--- START OF Records provided ---

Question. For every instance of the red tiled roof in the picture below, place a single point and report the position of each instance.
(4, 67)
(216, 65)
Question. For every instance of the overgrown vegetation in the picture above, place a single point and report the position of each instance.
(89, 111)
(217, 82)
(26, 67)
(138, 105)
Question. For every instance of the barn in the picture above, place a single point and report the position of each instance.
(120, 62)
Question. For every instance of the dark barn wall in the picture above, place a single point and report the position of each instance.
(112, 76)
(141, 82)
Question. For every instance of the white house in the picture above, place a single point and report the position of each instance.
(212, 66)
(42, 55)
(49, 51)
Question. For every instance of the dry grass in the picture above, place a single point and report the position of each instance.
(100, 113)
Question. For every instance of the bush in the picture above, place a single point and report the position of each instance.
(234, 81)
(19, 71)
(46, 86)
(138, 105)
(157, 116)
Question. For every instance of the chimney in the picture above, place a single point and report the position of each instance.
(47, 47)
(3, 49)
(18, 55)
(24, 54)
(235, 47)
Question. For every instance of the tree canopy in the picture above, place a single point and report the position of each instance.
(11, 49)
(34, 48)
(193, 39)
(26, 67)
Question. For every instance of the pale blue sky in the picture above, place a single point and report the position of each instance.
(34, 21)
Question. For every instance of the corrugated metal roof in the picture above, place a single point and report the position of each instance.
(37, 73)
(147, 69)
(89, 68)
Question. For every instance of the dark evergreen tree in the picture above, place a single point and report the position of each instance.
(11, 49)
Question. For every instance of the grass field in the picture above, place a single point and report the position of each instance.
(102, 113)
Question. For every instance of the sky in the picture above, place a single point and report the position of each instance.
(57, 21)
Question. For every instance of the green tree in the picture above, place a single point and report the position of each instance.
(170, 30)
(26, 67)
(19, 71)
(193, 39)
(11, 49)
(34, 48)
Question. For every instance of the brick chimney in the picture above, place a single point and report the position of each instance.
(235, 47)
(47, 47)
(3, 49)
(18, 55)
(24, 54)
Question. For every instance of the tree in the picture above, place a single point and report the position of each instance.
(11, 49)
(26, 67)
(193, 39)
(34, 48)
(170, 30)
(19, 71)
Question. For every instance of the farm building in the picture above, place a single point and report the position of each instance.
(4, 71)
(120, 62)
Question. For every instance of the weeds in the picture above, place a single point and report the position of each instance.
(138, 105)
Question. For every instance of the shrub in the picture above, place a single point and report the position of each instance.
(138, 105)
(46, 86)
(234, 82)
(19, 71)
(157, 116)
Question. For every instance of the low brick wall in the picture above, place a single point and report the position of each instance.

--- END OF Records provided ---

▶ _Objective_: Present every one of the records above as a numbered list, one line per item, with blank lines left out.

▶ _Exercise output_:
1. Question. For every instance of the red tiled roof in the picture below, place a single point and report the position of each instance.
2. (4, 67)
3. (216, 65)
4. Question. For every instance of the overgrown vegetation in the picture above, place a single point and report the position of each instance.
5. (89, 111)
6. (217, 82)
7. (26, 67)
8. (138, 105)
9. Question. For every instance of the barn in the picture above, place a single point and report the position of each instance.
10. (120, 62)
11. Question. For every instance of the dark barn wall in the picture above, place a single point and report the position of each instance.
12. (112, 76)
13. (141, 82)
14. Question. For every instance of the white house in the picture above, place a single point and report the position of each instance.
15. (212, 66)
16. (42, 55)
17. (49, 51)
18. Question. For every instance of the dry grass in the picture above, place a single point and report the position of each instance.
19. (100, 113)
20. Question. For every instance of the bush in the picture above, place a single point and report the position of each instance.
21. (234, 81)
22. (19, 71)
23. (46, 86)
24. (138, 105)
25. (157, 116)
26. Question. For every instance of the chimney in the picture above, place a single point and report the position of each instance.
27. (47, 47)
28. (3, 49)
29. (18, 55)
30. (24, 54)
31. (235, 47)
32. Question. For every instance of the tree canopy in the picture above, place a single point and report the position of each instance.
33. (11, 49)
34. (34, 48)
35. (193, 39)
36. (26, 67)
37. Question. For every instance of the pale blue sky in the picture above, place a single point and report the position of each instance.
38. (34, 21)
39. Question. For every instance of the corrugated metal roof in the picture above, place a single point and report the position of each instance.
40. (37, 73)
41. (147, 69)
42. (89, 68)
43. Question. For every instance of the dark evergreen tree in the picture above, place a single point and report the position of each instance.
44. (11, 49)
45. Question. For every instance of the grass field in the picture above, place a single point and report the position of each instance.
46. (102, 113)
47. Question. For every instance of the sky in the picture above, place a single point and report the position of each instance.
48. (57, 21)
49. Question. For every instance of the green tree in the picture above, place a single point and report the position of each instance.
50. (170, 30)
51. (26, 67)
52. (19, 71)
53. (193, 39)
54. (11, 49)
55. (34, 48)
56. Question. For every instance of the brick chimney in the picture above, place a single point and report the position of each instance.
57. (235, 47)
58. (47, 47)
59. (3, 49)
60. (18, 55)
61. (24, 54)
62. Question. For every instance of the tree in the picture above, place a single point and report the position of each instance.
63. (11, 49)
64. (26, 67)
65. (193, 39)
66. (34, 48)
67. (170, 30)
68. (19, 71)
69. Question. For every instance of the farm building in the picture above, place a single point and report the position of each instance.
70. (4, 71)
71. (120, 62)
72. Question. For every instance of the weeds in the picture above, place a single point and report the position of each instance.
73. (138, 105)
74. Question. For every instance of the shrub in the picture above, place a single point and report the position of each instance.
75. (138, 105)
76. (46, 86)
77. (234, 82)
78. (19, 71)
79. (157, 116)
80. Question. For every instance of the low brick wall in the picture above, place a single point and report the position of each instance.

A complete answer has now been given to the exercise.